*TEKS BACAAN*:
• • • •
SURAT PERMOHONAN MAAF
Sebagai manusia, sebagai Muslim maupun sebagai bangsa Indonesia,
perkenankan saya menyatakan pendapat dan turut memohonkan maaf
kepada
saudara-saudara yang menjadi korban penjarahan, pemerkosaan dan
segala
macam bentuk kekejaman dan kebrutalan terutama yang berlangsung
pada
tanggal 13 dan 14 Mei 1998 di sejumlah tempat di Indonesia.
Sebagai pribadi saya tidak turut melakukan satu jenispun dari
daftar
kekejaman itu, namun sebagai bagian dari sebuah masyarakat, namun
tidak
bisa dipastikan bahwa saya tidak memiliki andil sekecil apapun,
dalam
pengertian bahwa semua yang berlangsung dalam sebuah masyarakat
tentulah
senantiasa terkait secara sistemik, struktural dan kultural.
Surat ini bermaksud menyampaikan bahwa dalam hal apapun saya takut
kepada hukuman Allah yang menyaksikan segala sesuatu sampai
selembut-lembutnya, serta bermaksud mengikarkan kembali bahwa
sebagai
manusia hidup saya selalu wajib menjalankan apapun berdasar
penomersatuan kasih sayang sosial (rahman), baru kemudian cinta
pribadi
(rahim).
• • • •
(Entri data tersimpan)
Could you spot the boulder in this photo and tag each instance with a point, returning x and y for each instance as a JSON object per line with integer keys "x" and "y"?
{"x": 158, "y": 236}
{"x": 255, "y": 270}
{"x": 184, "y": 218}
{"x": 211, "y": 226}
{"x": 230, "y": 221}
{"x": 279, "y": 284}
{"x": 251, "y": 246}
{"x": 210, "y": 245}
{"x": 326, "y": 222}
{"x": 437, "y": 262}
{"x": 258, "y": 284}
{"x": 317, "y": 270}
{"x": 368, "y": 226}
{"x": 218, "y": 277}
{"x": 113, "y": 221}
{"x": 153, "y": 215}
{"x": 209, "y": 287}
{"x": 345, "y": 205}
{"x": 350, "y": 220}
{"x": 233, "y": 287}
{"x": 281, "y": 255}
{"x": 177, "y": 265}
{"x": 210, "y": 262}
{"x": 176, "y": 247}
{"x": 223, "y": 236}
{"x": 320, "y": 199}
• • • •
*RINCIAN TUGAS*:
**a)** Menurut surat permohonan maaf, pada tanggal berapa kekejaman dan kebrutalan itu terutama berlangsung?
**b)** Lanjutkan surat permohonan maaf tersebut mulai dari kalimat terakhir yang tercantum.

*JAWABAN TIAP TUGAS*:
**a)** Pada tanggal 13 dan 14 Mei 1998.

**b)**
Menurut pengamatan dan analisis yang sejauh saya mampu lakukan, ada
tiga
kemungkinan jenis pelaku kekejaman tersebut :
1. Orang yang beragama Islam pada taraf yang awam, yang tenggelam
dalam
pengaruh ajaran sejumlah pemuka Agama yang berpandangan sempit,
yang
menghayati Islam sebagai kebenaran eksklusif-subyektif, yang
membatasi
pandangan keIslamannya pada level formalistik-simbolik, yang
memahami
Kaum Muslimin sebagai suatu kelompok yang memonopoli kebenaran dan
melihat kalangan lain sebagai subyek kebatilan. Bahkan 'kalangan
lain'
ini termasuk juga kelompok-kelompok penghayat Islam lainnya yang
tidak
sependapat dengan mereka, yang juga kafir bagi mereka dan
dihalalkan
darahnya.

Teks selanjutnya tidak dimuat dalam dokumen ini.